Try it
Your task is to copy each line of the material below that includes "sponsor".

.....

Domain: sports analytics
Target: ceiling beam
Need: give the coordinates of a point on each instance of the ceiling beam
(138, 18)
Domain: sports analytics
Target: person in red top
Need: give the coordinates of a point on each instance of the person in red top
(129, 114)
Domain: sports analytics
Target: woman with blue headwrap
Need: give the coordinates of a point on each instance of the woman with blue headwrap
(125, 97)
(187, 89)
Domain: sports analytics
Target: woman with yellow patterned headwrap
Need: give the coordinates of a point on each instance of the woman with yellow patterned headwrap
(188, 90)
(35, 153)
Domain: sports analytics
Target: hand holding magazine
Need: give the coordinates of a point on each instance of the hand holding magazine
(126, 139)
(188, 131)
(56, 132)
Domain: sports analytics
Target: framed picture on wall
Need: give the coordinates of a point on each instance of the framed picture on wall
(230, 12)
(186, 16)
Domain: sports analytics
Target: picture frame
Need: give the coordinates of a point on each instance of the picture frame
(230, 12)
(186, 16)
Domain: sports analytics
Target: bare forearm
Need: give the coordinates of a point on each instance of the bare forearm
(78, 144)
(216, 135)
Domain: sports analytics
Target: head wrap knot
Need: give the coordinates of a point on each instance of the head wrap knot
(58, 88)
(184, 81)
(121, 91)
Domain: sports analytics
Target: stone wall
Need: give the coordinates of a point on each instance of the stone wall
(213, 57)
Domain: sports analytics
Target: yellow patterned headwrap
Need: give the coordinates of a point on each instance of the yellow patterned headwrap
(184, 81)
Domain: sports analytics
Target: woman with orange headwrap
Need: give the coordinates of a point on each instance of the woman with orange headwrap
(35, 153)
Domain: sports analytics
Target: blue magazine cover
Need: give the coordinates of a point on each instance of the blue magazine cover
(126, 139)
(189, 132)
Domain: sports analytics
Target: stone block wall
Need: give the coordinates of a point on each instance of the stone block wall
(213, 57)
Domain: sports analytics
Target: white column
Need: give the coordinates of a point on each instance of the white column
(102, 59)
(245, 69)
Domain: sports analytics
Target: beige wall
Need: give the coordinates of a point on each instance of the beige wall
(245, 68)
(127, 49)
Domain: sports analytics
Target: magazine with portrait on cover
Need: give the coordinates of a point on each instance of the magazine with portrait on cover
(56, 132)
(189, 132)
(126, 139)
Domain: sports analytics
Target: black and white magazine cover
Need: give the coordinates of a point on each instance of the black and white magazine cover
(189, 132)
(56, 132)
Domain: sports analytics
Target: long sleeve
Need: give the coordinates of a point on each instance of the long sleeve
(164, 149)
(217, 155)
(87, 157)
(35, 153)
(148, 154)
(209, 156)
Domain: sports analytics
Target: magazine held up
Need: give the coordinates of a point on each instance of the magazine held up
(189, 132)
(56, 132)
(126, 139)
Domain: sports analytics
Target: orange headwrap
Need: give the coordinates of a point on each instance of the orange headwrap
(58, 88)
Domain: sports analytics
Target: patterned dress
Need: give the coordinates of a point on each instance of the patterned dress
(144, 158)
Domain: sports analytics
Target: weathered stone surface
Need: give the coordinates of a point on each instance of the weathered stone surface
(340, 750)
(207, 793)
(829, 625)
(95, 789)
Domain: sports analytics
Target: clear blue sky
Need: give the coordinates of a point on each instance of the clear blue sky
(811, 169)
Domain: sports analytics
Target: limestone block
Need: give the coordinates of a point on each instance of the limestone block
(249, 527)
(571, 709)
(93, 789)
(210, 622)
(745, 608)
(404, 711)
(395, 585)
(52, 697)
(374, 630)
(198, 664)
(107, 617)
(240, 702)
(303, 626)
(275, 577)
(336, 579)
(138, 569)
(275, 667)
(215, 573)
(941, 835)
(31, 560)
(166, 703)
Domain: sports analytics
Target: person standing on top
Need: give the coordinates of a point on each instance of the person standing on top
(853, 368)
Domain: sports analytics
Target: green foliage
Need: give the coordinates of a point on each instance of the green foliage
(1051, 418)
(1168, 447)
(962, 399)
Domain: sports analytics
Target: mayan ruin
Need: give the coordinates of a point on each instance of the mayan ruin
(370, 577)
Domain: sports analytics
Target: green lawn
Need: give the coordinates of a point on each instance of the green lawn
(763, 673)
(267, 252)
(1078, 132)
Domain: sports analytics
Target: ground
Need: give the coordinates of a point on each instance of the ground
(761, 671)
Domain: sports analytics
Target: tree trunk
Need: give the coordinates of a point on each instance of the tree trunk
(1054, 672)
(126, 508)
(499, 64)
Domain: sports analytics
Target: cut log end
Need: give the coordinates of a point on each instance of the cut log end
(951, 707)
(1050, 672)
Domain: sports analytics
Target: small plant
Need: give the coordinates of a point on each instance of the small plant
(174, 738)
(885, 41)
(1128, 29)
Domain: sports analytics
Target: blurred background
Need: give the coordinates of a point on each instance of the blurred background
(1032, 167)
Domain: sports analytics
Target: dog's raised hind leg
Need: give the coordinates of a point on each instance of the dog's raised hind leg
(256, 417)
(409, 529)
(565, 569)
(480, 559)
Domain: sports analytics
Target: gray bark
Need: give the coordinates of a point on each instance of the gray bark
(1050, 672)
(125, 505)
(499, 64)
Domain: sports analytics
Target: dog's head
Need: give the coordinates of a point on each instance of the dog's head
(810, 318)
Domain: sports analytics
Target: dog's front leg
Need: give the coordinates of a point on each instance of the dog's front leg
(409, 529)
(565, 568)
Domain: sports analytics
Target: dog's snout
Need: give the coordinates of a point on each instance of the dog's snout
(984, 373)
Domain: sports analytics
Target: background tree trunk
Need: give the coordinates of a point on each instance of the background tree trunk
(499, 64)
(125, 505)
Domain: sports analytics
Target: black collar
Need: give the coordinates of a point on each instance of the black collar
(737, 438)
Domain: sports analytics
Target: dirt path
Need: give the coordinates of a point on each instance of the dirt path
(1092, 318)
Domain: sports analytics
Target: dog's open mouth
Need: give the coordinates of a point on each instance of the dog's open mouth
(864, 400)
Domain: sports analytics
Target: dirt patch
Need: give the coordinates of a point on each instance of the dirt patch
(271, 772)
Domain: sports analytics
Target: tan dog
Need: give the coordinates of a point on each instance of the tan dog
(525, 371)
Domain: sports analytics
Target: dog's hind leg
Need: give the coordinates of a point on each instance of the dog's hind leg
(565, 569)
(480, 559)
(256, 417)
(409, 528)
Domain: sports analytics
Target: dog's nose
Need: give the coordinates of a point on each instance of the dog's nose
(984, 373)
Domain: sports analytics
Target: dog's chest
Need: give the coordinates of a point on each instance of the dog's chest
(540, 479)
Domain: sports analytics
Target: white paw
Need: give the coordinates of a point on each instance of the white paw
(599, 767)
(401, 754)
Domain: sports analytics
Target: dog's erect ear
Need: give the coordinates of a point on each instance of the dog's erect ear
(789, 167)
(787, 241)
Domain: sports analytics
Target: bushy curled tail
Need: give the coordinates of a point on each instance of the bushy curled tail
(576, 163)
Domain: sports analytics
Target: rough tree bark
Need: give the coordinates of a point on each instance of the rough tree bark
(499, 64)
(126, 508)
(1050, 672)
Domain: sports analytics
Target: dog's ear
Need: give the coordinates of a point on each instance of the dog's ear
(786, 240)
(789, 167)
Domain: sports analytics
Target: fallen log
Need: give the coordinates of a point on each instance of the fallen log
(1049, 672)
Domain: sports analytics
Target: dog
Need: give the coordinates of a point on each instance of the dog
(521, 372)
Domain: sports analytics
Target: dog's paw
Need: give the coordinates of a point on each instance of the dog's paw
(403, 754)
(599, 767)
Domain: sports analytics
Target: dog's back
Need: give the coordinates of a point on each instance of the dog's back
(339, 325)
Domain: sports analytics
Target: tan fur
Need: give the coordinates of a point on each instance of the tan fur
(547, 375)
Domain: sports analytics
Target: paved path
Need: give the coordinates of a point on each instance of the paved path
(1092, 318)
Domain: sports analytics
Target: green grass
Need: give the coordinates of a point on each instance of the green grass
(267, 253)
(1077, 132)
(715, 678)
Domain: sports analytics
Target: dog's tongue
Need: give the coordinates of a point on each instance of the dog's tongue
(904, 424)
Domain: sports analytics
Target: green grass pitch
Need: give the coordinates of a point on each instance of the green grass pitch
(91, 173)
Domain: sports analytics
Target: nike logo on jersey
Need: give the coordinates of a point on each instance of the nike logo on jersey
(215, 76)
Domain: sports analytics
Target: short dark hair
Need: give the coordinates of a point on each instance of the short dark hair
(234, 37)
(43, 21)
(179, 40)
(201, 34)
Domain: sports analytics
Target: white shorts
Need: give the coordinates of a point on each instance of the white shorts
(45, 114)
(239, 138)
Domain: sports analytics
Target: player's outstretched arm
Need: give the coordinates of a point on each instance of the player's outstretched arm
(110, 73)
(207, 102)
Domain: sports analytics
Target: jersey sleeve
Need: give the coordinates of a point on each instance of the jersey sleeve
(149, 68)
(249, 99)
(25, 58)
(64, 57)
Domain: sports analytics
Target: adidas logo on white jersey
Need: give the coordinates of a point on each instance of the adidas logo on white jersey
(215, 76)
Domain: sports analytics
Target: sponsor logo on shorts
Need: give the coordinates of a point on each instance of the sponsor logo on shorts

.....

Solved problem
Target: sponsor logo on shorts
Need: give the coordinates of a point on each instance of the sponsor logo on shorts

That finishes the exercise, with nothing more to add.